DIRECTIONS: Line by line, copy the listing below exactly.

GIVEN DATA:
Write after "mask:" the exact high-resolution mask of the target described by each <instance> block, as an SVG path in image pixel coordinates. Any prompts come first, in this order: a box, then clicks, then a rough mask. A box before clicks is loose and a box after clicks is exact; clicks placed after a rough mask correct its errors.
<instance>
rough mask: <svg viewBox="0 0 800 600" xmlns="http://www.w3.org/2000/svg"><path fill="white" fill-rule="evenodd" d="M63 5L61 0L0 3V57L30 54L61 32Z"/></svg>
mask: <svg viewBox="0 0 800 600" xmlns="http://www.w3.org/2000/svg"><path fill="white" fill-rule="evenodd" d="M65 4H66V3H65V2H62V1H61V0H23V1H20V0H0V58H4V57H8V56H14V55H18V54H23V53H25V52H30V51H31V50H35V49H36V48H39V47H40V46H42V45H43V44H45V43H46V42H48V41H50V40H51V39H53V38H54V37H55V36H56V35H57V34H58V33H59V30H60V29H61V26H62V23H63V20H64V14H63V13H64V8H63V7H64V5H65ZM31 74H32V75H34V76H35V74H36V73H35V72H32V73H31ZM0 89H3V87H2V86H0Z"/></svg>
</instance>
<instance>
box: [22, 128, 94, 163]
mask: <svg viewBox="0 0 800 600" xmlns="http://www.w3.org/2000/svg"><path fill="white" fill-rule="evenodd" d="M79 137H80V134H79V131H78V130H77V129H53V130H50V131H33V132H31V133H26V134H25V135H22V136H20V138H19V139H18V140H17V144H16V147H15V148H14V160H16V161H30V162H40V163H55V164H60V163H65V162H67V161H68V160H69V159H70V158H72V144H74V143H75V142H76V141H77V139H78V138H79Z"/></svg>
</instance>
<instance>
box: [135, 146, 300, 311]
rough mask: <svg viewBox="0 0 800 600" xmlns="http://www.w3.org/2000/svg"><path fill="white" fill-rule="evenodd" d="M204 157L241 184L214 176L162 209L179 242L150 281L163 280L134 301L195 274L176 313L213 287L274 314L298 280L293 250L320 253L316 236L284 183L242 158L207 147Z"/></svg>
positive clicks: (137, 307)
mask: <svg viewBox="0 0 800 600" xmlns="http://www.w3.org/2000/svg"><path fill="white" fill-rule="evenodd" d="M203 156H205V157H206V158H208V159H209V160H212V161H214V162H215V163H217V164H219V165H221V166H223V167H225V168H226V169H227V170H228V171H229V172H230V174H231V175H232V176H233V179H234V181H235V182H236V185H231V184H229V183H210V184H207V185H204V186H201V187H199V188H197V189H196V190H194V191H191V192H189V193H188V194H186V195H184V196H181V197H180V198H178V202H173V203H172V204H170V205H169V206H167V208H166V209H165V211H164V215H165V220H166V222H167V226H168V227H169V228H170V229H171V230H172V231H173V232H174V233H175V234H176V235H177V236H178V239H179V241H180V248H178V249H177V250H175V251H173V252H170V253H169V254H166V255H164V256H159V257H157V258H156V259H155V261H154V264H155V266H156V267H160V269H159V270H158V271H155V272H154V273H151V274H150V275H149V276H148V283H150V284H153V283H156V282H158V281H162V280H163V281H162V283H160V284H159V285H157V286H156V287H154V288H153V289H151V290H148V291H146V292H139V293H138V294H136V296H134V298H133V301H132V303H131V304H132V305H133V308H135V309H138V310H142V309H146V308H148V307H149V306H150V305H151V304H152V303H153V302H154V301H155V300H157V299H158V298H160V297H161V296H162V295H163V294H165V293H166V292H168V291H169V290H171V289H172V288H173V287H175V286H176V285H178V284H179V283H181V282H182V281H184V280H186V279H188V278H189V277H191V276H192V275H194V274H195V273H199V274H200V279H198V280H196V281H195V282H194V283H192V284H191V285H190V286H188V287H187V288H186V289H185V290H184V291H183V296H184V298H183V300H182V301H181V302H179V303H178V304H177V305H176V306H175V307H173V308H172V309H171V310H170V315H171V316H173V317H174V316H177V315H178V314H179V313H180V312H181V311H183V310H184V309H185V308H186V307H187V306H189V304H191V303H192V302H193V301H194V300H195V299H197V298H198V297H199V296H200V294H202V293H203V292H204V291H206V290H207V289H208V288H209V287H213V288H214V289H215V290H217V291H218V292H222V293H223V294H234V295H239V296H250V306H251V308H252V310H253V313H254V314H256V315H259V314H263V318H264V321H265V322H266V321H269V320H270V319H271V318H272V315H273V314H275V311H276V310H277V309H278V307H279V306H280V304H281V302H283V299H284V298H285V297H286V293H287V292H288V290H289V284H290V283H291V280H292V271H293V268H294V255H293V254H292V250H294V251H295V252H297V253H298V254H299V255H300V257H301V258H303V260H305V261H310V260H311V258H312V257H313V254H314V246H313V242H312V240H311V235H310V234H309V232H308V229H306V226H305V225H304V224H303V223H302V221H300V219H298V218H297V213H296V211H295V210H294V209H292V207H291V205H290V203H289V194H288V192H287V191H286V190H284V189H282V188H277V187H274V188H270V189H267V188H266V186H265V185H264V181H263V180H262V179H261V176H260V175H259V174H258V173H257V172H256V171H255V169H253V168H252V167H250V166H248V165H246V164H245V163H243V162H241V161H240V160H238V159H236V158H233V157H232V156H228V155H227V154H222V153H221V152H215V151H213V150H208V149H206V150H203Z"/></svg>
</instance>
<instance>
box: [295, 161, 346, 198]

ANSWER TO THIS PROBLEM:
Write after "mask:" the exact high-resolution mask of the target described by each <instance> block, as an SVG path in image pixel coordinates. Any prompts come first, in this order: a box, then clicks, then a rough mask. A box before clicks is loose and a box after clicks is exact; clicks placed after a rough mask correct its errors.
<instance>
rough mask: <svg viewBox="0 0 800 600" xmlns="http://www.w3.org/2000/svg"><path fill="white" fill-rule="evenodd" d="M63 5L61 0L0 3V57L30 54L61 32Z"/></svg>
mask: <svg viewBox="0 0 800 600" xmlns="http://www.w3.org/2000/svg"><path fill="white" fill-rule="evenodd" d="M65 4H66V3H65V2H62V1H61V0H23V1H20V0H0V58H4V57H8V56H14V55H18V54H23V53H25V52H30V51H31V50H35V49H36V48H39V47H40V46H42V45H43V44H45V43H46V42H48V41H50V40H51V39H53V38H54V37H55V36H56V35H57V34H58V33H59V30H60V29H61V26H62V23H63V20H64V14H63V13H64V8H63V7H64V5H65ZM31 74H32V75H34V76H35V74H36V73H35V72H32V73H31ZM0 89H3V87H2V86H0Z"/></svg>
</instance>
<instance>
box: [22, 128, 94, 163]
mask: <svg viewBox="0 0 800 600" xmlns="http://www.w3.org/2000/svg"><path fill="white" fill-rule="evenodd" d="M79 137H80V134H79V131H78V130H77V129H53V130H50V131H33V132H31V133H26V134H25V135H22V136H20V138H19V139H18V140H17V144H16V147H15V148H14V160H16V161H30V162H40V163H55V164H60V163H65V162H67V161H68V160H69V159H70V158H72V144H74V143H75V142H76V141H77V139H78V138H79Z"/></svg>
</instance>
<instance>
box: [135, 146, 300, 311]
rough mask: <svg viewBox="0 0 800 600" xmlns="http://www.w3.org/2000/svg"><path fill="white" fill-rule="evenodd" d="M204 157L241 184L214 176L162 209L179 242L150 281L163 280L134 301L195 274L176 313L213 287L274 314L298 280L293 250L320 253L316 236L284 183L242 158L207 147Z"/></svg>
positive clicks: (137, 307)
mask: <svg viewBox="0 0 800 600" xmlns="http://www.w3.org/2000/svg"><path fill="white" fill-rule="evenodd" d="M203 156H205V157H206V158H208V159H209V160H212V161H214V162H215V163H217V164H219V165H221V166H223V167H225V168H226V169H227V170H228V171H229V172H230V174H231V175H232V176H233V179H234V181H235V182H236V185H231V184H229V183H210V184H207V185H204V186H201V187H199V188H197V189H196V190H194V191H191V192H189V193H188V194H186V195H184V196H181V197H180V198H178V202H173V203H172V204H170V205H169V206H167V208H166V209H165V211H164V215H165V220H166V222H167V226H168V227H169V228H170V229H171V230H172V231H173V232H174V233H175V234H176V235H177V236H178V239H179V241H180V248H178V249H177V250H175V251H173V252H170V253H169V254H166V255H164V256H159V257H157V258H156V259H155V261H154V264H155V266H156V267H160V269H159V270H158V271H155V272H154V273H151V274H150V275H149V276H148V283H150V284H153V283H156V282H158V281H162V280H163V281H162V283H160V284H159V285H157V286H156V287H154V288H153V289H151V290H148V291H146V292H139V293H138V294H136V296H134V298H133V301H132V303H131V304H132V305H133V308H135V309H138V310H142V309H146V308H148V307H149V306H150V305H151V304H152V303H153V302H154V301H155V300H157V299H158V298H160V297H161V296H162V295H163V294H165V293H166V292H168V291H169V290H171V289H172V288H173V287H175V286H176V285H178V284H179V283H181V282H182V281H184V280H186V279H188V278H189V277H191V276H192V275H194V274H195V273H199V274H200V279H198V280H196V281H195V282H194V283H192V284H191V285H190V286H188V287H187V288H186V289H185V290H184V291H183V296H184V298H183V300H182V301H181V302H179V303H178V304H177V305H176V306H175V307H173V308H172V309H171V310H170V315H171V316H173V317H174V316H177V315H178V314H179V313H180V312H181V311H183V310H184V309H185V308H186V307H187V306H189V304H191V303H192V302H193V301H194V300H195V299H197V298H198V297H199V296H200V294H202V293H203V292H204V291H206V290H207V289H208V288H209V287H213V288H214V289H215V290H217V291H218V292H222V293H223V294H234V295H239V296H250V306H251V308H252V310H253V313H254V314H256V315H259V314H263V318H264V321H265V322H266V321H269V320H270V319H271V318H272V315H273V314H275V311H276V310H277V309H278V307H279V306H280V304H281V302H283V299H284V298H285V297H286V293H287V292H288V290H289V284H290V283H291V280H292V271H293V268H294V255H293V254H292V250H294V251H295V252H297V253H298V254H299V255H300V257H301V258H303V260H305V261H310V260H311V258H312V257H313V254H314V246H313V242H312V240H311V235H310V234H309V232H308V229H306V226H305V225H304V224H303V223H302V221H300V219H298V218H297V213H296V211H295V210H294V209H292V207H291V205H290V203H289V194H288V192H287V191H286V190H284V189H282V188H277V187H274V188H270V189H267V188H266V186H265V185H264V181H263V180H262V179H261V176H260V175H259V174H258V173H257V172H256V171H255V169H253V168H252V167H250V166H248V165H246V164H245V163H243V162H241V161H240V160H238V159H236V158H233V157H232V156H228V155H227V154H222V153H221V152H215V151H213V150H208V149H206V150H203Z"/></svg>
</instance>
<instance>
box: [295, 161, 346, 198]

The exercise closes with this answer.